▶ _Gelesenes anwenden_
a) Gib einen Abschnitt aus dem Textauszug wieder und ersetze darin „Tagebuch" durch „Protokoll". Beginne bei den Worten „Die Eltern von" und höre nach „wurden nicht beschrieben." auf.
b) Nenne bitte alle im Textauszug genannten Zustände des Kindes, die die Durchführung der Intervention verhinderten.
c) Wie viele Übungseinheiten pro Tag fanden laut Textauszug im Mittel statt?

Ergebnisse: Die Ergebnisse von 61 Kindern der Interventionsgruppe wurden ausgewertet. Es ergab sich eine Verbesserung der TIMP-z-Scores von 0,06 im Alter von 34 Wochen auf nun 0,32. Bei den 74 Kindern der Kontrollgruppe dagegen hatte der Wert von 0,06 auf -0,10 abgenommen (p = 0,005).
Die Eltern von 56 Kindern der Interventionsgruppe hatten Tagebuch über die Physiotherapieübungen geführt. Dabei zeigte sich, dass im Mittel 1,3 Übungseinheiten pro Tag stattgefunden hatten, im Median für 9 min. Gründe, die die Durchführung der Intervention verhinderten, hingen meist mit dem Zustand des Kindes zusammen – es hatte Hunger, schien schläfrig oder lustlos. Unerwünschte Ereignisse durch die Intervention wurden nicht beschrieben.

▶ _Extrahierte Daten_

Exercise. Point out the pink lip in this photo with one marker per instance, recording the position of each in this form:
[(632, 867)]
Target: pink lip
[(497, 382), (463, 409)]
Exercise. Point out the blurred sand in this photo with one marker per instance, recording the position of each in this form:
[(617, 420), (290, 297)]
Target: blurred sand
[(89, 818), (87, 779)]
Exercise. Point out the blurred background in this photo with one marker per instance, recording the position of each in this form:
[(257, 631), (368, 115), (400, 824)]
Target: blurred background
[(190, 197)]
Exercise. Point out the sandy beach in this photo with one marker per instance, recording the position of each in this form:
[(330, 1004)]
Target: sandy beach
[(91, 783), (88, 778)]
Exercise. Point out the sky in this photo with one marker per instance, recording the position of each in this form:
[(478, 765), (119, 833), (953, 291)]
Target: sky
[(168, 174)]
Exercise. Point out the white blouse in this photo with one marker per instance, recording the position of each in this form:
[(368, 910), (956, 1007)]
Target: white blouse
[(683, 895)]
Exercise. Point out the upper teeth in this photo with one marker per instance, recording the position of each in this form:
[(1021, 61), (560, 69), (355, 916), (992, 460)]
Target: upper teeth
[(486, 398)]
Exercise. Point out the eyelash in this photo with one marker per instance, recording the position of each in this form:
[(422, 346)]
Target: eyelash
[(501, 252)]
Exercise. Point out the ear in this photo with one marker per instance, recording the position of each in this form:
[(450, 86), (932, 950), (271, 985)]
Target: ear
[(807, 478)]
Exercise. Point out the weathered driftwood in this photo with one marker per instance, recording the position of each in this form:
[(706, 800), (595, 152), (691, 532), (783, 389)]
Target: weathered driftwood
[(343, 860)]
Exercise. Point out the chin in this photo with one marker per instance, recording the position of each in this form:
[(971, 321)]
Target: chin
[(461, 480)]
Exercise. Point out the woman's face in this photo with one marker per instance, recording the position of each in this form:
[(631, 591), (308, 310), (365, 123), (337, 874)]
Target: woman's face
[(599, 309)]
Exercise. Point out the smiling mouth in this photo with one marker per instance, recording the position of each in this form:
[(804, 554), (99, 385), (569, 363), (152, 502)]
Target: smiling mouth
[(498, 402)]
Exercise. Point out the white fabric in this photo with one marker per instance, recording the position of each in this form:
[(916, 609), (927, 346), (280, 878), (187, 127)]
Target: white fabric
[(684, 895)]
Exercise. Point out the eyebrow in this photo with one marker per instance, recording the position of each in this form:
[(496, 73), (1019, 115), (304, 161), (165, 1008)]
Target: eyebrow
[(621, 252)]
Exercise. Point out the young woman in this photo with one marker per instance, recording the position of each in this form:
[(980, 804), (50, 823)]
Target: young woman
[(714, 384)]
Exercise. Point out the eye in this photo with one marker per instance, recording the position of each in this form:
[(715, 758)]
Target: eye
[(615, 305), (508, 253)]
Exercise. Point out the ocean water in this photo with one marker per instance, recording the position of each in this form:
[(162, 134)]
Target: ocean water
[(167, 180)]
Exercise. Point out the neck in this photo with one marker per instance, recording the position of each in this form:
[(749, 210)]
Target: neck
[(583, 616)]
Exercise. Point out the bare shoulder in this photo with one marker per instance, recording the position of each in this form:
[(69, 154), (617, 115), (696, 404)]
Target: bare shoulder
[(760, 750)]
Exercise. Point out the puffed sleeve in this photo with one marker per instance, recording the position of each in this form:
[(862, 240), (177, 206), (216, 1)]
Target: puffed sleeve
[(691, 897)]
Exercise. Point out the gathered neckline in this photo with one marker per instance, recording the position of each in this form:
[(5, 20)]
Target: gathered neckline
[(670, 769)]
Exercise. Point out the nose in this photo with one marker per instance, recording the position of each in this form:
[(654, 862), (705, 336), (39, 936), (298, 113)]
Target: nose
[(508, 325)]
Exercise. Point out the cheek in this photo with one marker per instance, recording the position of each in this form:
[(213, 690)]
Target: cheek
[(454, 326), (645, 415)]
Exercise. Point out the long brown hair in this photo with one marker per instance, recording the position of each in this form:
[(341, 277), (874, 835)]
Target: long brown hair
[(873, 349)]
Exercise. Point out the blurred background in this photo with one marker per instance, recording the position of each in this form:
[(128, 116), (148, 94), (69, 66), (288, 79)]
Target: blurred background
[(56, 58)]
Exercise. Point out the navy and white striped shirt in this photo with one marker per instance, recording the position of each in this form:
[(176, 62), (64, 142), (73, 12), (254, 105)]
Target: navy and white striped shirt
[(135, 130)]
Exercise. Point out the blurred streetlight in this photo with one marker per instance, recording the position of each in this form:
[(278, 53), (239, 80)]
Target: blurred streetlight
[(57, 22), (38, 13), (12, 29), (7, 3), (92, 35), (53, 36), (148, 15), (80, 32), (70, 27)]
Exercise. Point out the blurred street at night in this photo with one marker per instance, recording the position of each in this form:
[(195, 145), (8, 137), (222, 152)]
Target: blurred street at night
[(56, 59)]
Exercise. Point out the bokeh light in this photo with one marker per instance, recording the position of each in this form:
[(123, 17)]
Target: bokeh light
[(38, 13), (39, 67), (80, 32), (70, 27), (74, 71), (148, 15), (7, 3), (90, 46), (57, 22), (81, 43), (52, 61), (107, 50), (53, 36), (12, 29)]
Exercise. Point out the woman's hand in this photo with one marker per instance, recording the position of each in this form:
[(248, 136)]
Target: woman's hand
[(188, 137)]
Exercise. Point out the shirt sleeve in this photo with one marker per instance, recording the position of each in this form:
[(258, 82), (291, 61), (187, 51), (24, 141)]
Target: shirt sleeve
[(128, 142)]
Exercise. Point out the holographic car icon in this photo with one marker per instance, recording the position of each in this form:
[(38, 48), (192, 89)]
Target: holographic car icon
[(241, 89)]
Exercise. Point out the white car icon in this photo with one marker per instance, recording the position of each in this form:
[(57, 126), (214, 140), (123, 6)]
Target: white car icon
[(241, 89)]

▶ _Ergebnisse der Aufgaben_
a)
Die Eltern von 56 Kindern der Interventionsgruppe hatten Protokoll über die Physiotherapieübungen geführt. Dabei zeigte sich, dass im Mittel 1,3 Übungseinheiten pro Tag stattgefunden hatten, im Median für 9 min. Gründe, die die Durchführung der Intervention verhinderten, hingen meist mit dem Zustand des Kindes zusammen – es hatte Hunger, schien schläfrig oder lustlos. Unerwünschte Ereignisse durch die Intervention wurden nicht beschrieben.

b) Hunger, schläfrig, lustlos

c) 1,3 Übungseinheiten pro Tag.